··· Trecho do documento ···

Amarildo Clayton Godoi Brilhante
Gostar
de um livro é encontrar nele elementos intrínsecos. Qualquer escritor ainda que
inconscientemente utilizando-se da mais valiosa matéria prima, a saber, a
palavra, tem o poder de invadir o silêncio da alma e remexê-la tão bem a ponto
de desencadear o amor ou o ódio, algo que Rubem Alves soube fazer em muitos de
seus escritos.
No
livro, Um céu numa flor silvestre, objeto de minha análise, verifica-se que há
um processo simbiótico, um entrecruzar de sentidos a partir do momento em que o
conteúdo do livro e o nosso interior revelam um encontro de teses e antíteses,
uma explosão de vontades entre quem escreve e quem lê de fato. Eu me emocionei
quando deparei com a narrativa do menino flautista e mais uma vez fica
evidenciado que o dinheiro muda opiniões. Quem gosta de ler vivencia o mesmo
sabor de quem chora ao ouvir uma música. Seus pensamentos viram um turbilhão, a
imaginação solta, voa longe. Quem nunca na sua meninice não brincou com a
fantasia ou quem nunca presenciou uma criança e suas fantasias? As
representações imagéticas que se formam a cada página são uma constante na
obra.
Quem
devora livros traz para dentro de si parte do outro, as virtudes são
apropriadas, são pixels de sabedoria que se aglutinam formando
um todo. A junção dos elementos contido na obra levam a beleza da imagem. Logo,
se a obra que se apresenta ao leitor não tem uma boa resolução, ele a abandona.

···

## Conjunto de tarefas:
**1)** Reescreva o trecho do texto sobre o livro de Rubem Alves que vai de "Amarildo Clayton Godoi" até "seus escritos.", substituindo "escritor" por "autor".
**2)** Segundo o texto sobre o livro de Rubem Alves, qual é o título do livro analisado?
Use somente o texto sobre o livro de Rubem Alves para responder.

··· Trecho da listagem ···

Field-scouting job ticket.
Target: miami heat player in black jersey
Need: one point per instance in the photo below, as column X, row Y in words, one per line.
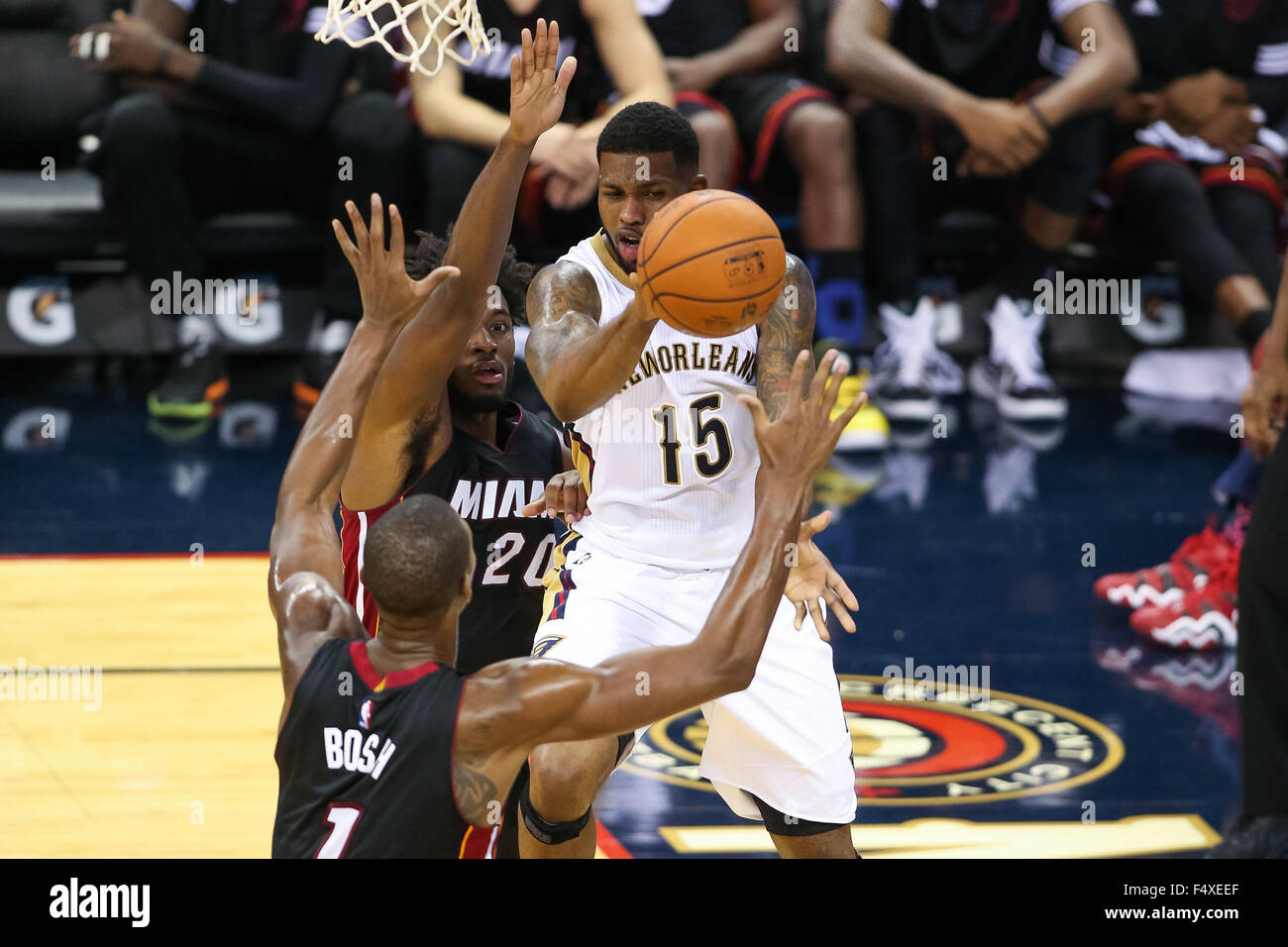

···

## Respostas esperadas:
**1)**
Amarildo Clayton Godoi Brilhante
Gostar
de um livro é encontrar nele elementos intrínsecos. Qualquer autor ainda que
inconscientemente utilizando-se da mais valiosa matéria prima, a saber, a
palavra, tem o poder de invadir o silêncio da alma e remexê-la tão bem a ponto
de desencadear o amor ou o ódio, algo que Rubem Alves soube fazer em muitos de
seus escritos.

**2)** Um céu numa flor silvestre.